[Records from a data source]
******

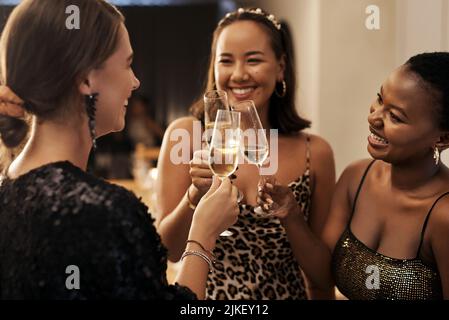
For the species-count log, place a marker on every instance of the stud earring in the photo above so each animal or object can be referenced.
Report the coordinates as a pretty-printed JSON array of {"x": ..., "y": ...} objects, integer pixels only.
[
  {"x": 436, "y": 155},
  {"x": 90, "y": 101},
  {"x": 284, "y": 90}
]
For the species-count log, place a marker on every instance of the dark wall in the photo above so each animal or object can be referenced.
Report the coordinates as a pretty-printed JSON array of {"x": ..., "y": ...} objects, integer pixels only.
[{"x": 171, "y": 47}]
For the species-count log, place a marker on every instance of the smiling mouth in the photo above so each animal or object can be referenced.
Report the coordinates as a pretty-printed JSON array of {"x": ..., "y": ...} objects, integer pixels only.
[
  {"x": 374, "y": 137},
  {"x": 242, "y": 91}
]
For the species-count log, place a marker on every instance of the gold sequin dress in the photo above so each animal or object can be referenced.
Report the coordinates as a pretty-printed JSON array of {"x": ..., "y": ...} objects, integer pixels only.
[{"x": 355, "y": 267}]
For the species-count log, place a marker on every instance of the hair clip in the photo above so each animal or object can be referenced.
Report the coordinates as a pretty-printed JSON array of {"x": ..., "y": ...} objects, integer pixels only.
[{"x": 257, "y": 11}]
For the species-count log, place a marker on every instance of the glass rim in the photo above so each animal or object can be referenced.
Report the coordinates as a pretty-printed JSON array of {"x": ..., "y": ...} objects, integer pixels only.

******

Rewrite the records above so that "species-count log" is renamed to "inventory log" wherever it occurs, and keep all other wording unchanged. Leave the pictures out of your answer.

For the inventory log, place a marker on every instance of the stud earring in the photo above so each animal or object can be referenced.
Report the coordinates as a pretty-printed JSON array of {"x": ..., "y": ...} objects, integer pixels only.
[
  {"x": 436, "y": 155},
  {"x": 90, "y": 101},
  {"x": 284, "y": 90}
]
For the inventory log, place a marker on every instance of the dark wall in the photo above so each animal or object can be referenced.
Report the coordinates as a pretty-printed JSON array of {"x": ..., "y": ...} objects, integer pixels only.
[{"x": 171, "y": 47}]
For the inventory log, place a marker on every instance of the smiling mouth in the photo above so each animal or object can be referenced.
Report the coordinates as a pretty-printed JSON array of {"x": ..., "y": ...} objects, integer pixels only.
[
  {"x": 374, "y": 137},
  {"x": 242, "y": 91}
]
For the inventory log, place a marker on every instance of the gold sequin dress in the photo above so each animal or object can be referenced.
Report the coordinates as a pretty-printed JSON array of {"x": ..., "y": ...} objects, integer pixels only.
[{"x": 355, "y": 267}]
For the inventory log, place a marker on every instance of the hair clip in the photo above so each animal or object can be referenced.
Report the coordinates as a pretty-printed JSON array of {"x": ..., "y": ...} objects, integer pixels only.
[{"x": 257, "y": 11}]
For the inventory log, place a marker on every instance of the glass rim in the photo above so each animal or object can be referenced.
Report the coordinates as a pretty-printed JSON array of {"x": ..., "y": ...} objects, integer pixels only.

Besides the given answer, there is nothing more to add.